• [DIRECTIONS FOR THIS TASK]:
Type out the complete listing below word for word, without its pictures.
___
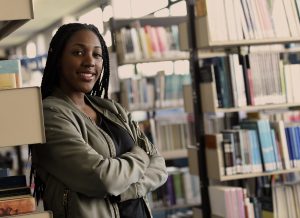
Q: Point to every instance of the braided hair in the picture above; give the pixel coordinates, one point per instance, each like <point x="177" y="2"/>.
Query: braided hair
<point x="51" y="72"/>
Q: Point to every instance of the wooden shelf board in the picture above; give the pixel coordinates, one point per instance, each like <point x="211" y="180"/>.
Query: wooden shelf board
<point x="157" y="209"/>
<point x="255" y="108"/>
<point x="184" y="56"/>
<point x="252" y="175"/>
<point x="251" y="42"/>
<point x="169" y="155"/>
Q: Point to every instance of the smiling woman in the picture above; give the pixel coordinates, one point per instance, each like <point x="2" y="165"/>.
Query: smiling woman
<point x="96" y="161"/>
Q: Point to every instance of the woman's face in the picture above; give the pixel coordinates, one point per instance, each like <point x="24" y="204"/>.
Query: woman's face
<point x="81" y="63"/>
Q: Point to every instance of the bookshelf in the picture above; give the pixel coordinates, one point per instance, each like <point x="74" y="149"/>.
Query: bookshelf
<point x="204" y="34"/>
<point x="177" y="152"/>
<point x="20" y="108"/>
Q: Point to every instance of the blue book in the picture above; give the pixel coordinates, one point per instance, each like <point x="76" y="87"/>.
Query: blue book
<point x="277" y="154"/>
<point x="289" y="140"/>
<point x="265" y="142"/>
<point x="255" y="150"/>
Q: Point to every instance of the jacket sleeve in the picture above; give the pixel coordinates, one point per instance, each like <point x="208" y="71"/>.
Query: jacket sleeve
<point x="76" y="164"/>
<point x="155" y="176"/>
<point x="156" y="173"/>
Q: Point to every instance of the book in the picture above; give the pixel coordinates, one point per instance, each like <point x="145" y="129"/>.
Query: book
<point x="265" y="141"/>
<point x="18" y="205"/>
<point x="208" y="88"/>
<point x="10" y="74"/>
<point x="282" y="140"/>
<point x="20" y="109"/>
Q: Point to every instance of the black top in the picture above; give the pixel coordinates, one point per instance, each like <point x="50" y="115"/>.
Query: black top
<point x="134" y="208"/>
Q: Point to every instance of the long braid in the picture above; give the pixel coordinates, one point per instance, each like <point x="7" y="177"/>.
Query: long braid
<point x="51" y="77"/>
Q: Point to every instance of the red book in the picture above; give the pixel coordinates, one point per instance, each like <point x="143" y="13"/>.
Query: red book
<point x="18" y="205"/>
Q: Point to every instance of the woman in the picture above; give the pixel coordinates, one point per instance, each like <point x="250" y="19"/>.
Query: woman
<point x="96" y="163"/>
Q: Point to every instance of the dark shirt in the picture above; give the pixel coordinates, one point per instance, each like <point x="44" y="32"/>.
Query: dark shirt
<point x="134" y="208"/>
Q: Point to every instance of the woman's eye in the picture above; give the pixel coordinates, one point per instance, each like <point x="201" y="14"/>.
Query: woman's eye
<point x="78" y="53"/>
<point x="97" y="55"/>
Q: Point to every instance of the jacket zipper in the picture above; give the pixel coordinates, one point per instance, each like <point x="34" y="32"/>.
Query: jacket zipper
<point x="65" y="201"/>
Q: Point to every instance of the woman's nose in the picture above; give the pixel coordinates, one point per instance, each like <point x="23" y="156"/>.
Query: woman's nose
<point x="89" y="61"/>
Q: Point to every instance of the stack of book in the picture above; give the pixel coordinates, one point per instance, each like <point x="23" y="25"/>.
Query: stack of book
<point x="15" y="194"/>
<point x="16" y="198"/>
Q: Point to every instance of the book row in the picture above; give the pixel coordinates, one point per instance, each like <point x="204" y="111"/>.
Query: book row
<point x="286" y="200"/>
<point x="145" y="42"/>
<point x="154" y="92"/>
<point x="237" y="202"/>
<point x="181" y="188"/>
<point x="169" y="133"/>
<point x="257" y="78"/>
<point x="232" y="20"/>
<point x="257" y="146"/>
<point x="16" y="198"/>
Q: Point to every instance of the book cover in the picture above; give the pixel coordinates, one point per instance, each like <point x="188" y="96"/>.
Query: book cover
<point x="10" y="74"/>
<point x="265" y="142"/>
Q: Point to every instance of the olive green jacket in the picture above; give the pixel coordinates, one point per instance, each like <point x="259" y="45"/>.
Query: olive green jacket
<point x="78" y="162"/>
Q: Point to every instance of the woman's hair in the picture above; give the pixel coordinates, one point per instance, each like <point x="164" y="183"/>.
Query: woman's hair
<point x="57" y="45"/>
___
• [FINAL ANSWER]:
Q: Point to every instance of the braided hair in the picture above; give the pixel coordinates, one point per instance, each like <point x="177" y="2"/>.
Query: braided hair
<point x="51" y="72"/>
Q: Point to every instance of the wooden shelf board in the picture above; give the pixel coordinates, one point per instance, each like <point x="211" y="180"/>.
Query: wooden shelf board
<point x="157" y="209"/>
<point x="255" y="108"/>
<point x="184" y="56"/>
<point x="252" y="175"/>
<point x="251" y="42"/>
<point x="169" y="155"/>
Q: Point to every instance of the smiling woman in the picture above; give the pixel coordinates, one point per instance, each like <point x="2" y="165"/>.
Query: smiling woman
<point x="96" y="161"/>
Q: Point to every instance of the woman's face in the picture above; give the pixel coordinates, one point per instance, each like <point x="24" y="204"/>.
Query: woman's face
<point x="81" y="63"/>
Q: Point to every instance of the bookshelf in the picture above; give the pixel coordinates, one point per instance, each like <point x="74" y="149"/>.
Query: bookshelf
<point x="204" y="34"/>
<point x="177" y="152"/>
<point x="20" y="108"/>
Q: Point to every instance of the blue book in the picture above; give the pixel coordinates, one point per instance, each like <point x="76" y="87"/>.
Query: blue book
<point x="277" y="154"/>
<point x="289" y="140"/>
<point x="265" y="142"/>
<point x="255" y="150"/>
Q: Point to every instance of the jacket sleeve in the picture above; give the pixel coordinates, one point per instance, each like <point x="208" y="71"/>.
Query: jacket sleeve
<point x="76" y="164"/>
<point x="155" y="176"/>
<point x="156" y="173"/>
Q: Point to every instance of the book in the picture above; give the pixel coordinates, one point per instance, each like <point x="145" y="129"/>.
Query: book
<point x="265" y="141"/>
<point x="18" y="205"/>
<point x="208" y="88"/>
<point x="10" y="74"/>
<point x="282" y="140"/>
<point x="20" y="109"/>
Q: Point to every instance of the black top in the picture above; give the pixel coordinates, one point per instance, each like <point x="50" y="115"/>.
Query: black top
<point x="134" y="208"/>
Q: Point to every instance of the long braid in the picture above; give the pixel coordinates, one point per instance, each like <point x="7" y="177"/>.
Query: long braid
<point x="51" y="77"/>
Q: Point to every instance of the red book in the picture above; give the pixel coordinates, one point per instance, each like <point x="143" y="13"/>.
Query: red book
<point x="18" y="205"/>
Q: Point to every instance of the woman in the picture above; give the pixel coordinates, one point per instance, each like <point x="250" y="19"/>.
Query: woman
<point x="96" y="163"/>
Q: Point to every instance of the dark shirt in the picture above; give the pixel coordinates, one point per instance, each like <point x="44" y="32"/>.
Query: dark shirt
<point x="134" y="208"/>
Q: Point to every instance of the woman's eye in the picture above; give the pixel coordinates, one point per instance, each like <point x="201" y="14"/>.
Query: woman's eye
<point x="78" y="53"/>
<point x="97" y="55"/>
Q: Point to every instance of the jacket zipper in the picture above; give the pixel coordinates, one point per instance, each like <point x="34" y="32"/>.
Query: jacket zipper
<point x="65" y="201"/>
Q: Point to every instance of the woman's nose in the picture above; give the pixel coordinates, one point per instance, each like <point x="23" y="156"/>.
Query: woman's nose
<point x="89" y="61"/>
Q: Point to every instance of the stack of book in the picture above; give the pixel coordinates, one point per instance, each like <point x="23" y="25"/>.
Query: stack of book
<point x="15" y="194"/>
<point x="16" y="198"/>
Q: Point to every instance of the book row in the picture above; give the pixel coordinates, one point per instance, each like <point x="204" y="111"/>.
Query: book row
<point x="286" y="200"/>
<point x="145" y="42"/>
<point x="154" y="92"/>
<point x="237" y="202"/>
<point x="181" y="188"/>
<point x="169" y="133"/>
<point x="257" y="78"/>
<point x="232" y="20"/>
<point x="257" y="146"/>
<point x="16" y="198"/>
Q: Point to every instance of the book cover in the picture above; give the pixel coordinates, one point per instance, each like <point x="188" y="96"/>.
Query: book cover
<point x="10" y="74"/>
<point x="265" y="142"/>
Q: Point to every instance of the olive green jacket in the picture above; give the pixel coordinates, one point per instance, each like <point x="259" y="45"/>.
Query: olive green jacket
<point x="78" y="162"/>
Q: Point to every instance of the woman's hair in the picture above; give the pixel coordinates, one point per instance, each like <point x="164" y="183"/>.
Query: woman's hair
<point x="57" y="45"/>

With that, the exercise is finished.